[Source records start]

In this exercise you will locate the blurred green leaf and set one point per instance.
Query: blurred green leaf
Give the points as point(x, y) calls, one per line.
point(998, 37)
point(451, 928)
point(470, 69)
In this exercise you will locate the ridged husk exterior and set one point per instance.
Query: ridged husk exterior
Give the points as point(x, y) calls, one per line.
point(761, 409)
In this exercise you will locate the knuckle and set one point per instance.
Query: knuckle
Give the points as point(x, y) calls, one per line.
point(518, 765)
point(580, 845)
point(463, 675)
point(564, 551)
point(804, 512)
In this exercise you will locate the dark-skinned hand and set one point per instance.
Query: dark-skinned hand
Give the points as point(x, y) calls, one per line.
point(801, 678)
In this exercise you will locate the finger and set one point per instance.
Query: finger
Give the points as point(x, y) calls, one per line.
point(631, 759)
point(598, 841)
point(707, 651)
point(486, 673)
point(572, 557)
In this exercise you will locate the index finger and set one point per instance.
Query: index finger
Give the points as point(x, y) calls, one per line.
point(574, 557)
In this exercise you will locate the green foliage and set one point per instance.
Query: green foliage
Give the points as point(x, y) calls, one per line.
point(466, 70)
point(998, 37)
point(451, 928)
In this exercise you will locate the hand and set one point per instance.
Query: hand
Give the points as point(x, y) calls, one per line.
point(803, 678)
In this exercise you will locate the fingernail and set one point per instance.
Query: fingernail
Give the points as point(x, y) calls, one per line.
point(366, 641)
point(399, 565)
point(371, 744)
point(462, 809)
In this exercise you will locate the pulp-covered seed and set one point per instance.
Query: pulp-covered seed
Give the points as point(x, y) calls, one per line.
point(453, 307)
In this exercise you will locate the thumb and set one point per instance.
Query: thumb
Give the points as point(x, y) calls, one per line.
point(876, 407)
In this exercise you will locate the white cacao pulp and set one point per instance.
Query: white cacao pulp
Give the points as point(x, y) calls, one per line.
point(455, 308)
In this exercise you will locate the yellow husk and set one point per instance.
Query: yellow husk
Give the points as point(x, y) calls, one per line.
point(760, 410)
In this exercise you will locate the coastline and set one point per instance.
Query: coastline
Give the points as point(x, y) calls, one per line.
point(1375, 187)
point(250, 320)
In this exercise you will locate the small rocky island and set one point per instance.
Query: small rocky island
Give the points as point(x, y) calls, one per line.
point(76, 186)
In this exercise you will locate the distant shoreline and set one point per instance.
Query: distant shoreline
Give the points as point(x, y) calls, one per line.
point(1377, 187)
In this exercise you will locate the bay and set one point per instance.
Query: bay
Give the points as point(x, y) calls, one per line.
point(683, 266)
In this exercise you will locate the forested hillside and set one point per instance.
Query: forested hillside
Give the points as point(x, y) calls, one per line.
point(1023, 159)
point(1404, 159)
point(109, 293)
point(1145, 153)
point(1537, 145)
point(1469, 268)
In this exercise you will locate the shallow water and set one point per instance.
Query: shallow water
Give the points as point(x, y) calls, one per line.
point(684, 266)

[Source records end]
[Source records start]

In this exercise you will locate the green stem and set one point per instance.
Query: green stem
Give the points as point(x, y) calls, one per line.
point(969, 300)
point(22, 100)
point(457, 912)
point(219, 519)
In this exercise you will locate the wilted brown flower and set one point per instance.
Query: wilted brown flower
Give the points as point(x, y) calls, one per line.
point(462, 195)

[Source records end]

• The problem: Extract the lines beginning at the line that contains "In this exercise you will locate the yellow" and ending after the line that contains "point(250, 320)", and repeat them word for word.

• Answer below:
In this exercise you will locate the yellow husk and set one point per instance.
Query: yellow husk
Give the points as point(x, y) calls, one per line.
point(760, 410)
In this exercise you will locate the coastline and set one point per instance.
Query: coastline
Give the points as point(x, y) calls, one per line.
point(1375, 187)
point(250, 320)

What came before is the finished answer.